• Task to complete
Pick out and copy every line in the data below that contains the string "wall". Case counts.

• Raw data
──────────────────────────────
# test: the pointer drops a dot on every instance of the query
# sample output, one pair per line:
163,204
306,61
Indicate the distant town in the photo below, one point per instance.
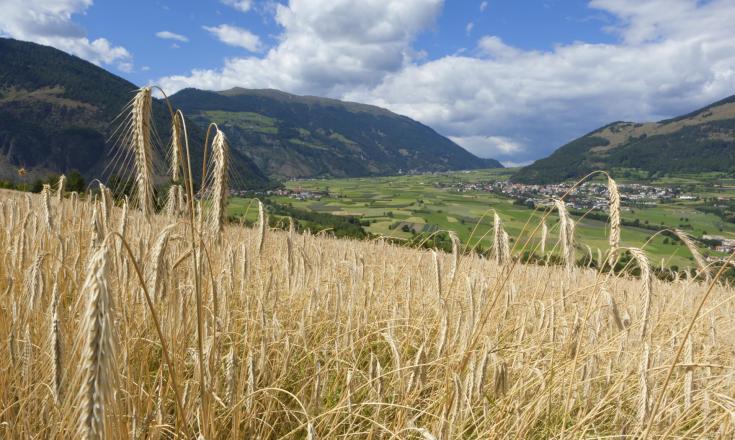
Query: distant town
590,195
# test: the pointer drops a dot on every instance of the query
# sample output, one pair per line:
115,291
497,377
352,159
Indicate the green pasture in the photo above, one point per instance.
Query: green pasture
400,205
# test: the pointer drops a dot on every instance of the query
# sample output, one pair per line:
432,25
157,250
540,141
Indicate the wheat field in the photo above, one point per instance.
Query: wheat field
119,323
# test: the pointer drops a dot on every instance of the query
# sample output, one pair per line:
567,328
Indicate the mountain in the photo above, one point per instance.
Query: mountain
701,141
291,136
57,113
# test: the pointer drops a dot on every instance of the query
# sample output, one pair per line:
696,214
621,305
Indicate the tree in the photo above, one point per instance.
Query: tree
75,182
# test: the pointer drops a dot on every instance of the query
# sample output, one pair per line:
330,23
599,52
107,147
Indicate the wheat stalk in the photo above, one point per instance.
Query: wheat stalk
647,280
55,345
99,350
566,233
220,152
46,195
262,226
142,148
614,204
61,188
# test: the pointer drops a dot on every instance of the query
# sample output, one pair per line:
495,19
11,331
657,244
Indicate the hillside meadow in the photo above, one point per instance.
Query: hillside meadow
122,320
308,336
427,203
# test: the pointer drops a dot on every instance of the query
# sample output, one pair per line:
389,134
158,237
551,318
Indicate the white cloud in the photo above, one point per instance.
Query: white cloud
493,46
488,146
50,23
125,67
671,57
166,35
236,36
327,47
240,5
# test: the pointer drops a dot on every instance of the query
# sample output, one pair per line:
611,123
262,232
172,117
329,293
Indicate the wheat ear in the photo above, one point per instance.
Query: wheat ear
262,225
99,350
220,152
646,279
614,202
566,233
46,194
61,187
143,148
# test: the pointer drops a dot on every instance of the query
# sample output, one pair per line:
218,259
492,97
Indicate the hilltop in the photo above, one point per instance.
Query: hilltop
──────────────────────────────
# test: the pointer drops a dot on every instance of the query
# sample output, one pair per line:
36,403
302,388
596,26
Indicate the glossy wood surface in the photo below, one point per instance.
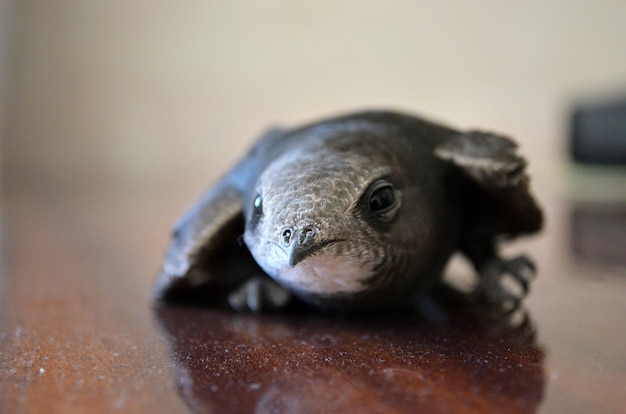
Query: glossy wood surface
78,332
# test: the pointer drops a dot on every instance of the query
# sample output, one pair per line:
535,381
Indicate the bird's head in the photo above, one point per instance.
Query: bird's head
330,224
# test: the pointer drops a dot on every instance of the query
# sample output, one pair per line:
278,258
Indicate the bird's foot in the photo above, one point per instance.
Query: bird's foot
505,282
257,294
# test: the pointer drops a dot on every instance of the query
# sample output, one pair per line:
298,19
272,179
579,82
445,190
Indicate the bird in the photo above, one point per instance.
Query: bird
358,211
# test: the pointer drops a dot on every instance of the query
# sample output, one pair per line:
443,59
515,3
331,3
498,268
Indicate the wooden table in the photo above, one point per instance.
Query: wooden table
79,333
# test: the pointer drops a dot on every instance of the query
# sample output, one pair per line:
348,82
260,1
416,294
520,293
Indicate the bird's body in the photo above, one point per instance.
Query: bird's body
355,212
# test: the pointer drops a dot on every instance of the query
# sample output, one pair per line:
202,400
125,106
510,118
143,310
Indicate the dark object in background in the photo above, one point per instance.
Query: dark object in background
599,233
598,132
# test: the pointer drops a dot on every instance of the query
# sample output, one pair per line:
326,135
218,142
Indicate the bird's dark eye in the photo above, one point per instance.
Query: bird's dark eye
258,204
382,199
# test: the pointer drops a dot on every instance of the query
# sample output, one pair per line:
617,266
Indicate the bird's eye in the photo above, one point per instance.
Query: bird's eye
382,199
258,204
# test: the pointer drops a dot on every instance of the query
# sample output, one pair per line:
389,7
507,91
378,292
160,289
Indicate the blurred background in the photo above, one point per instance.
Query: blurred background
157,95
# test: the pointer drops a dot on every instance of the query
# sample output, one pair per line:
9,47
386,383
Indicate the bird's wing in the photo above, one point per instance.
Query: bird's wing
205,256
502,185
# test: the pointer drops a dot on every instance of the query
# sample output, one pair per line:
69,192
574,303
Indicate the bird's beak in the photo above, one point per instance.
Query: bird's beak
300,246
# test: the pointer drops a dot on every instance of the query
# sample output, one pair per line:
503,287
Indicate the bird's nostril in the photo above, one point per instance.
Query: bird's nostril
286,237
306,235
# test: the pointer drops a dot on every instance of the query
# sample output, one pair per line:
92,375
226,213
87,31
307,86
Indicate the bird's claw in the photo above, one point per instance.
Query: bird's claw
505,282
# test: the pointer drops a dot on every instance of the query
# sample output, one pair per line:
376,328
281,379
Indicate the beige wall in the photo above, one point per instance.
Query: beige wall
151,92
──────────────────────────────
• Output of the exercise
Indicate the beige wall in the photo above, one point per instance.
Query: beige wall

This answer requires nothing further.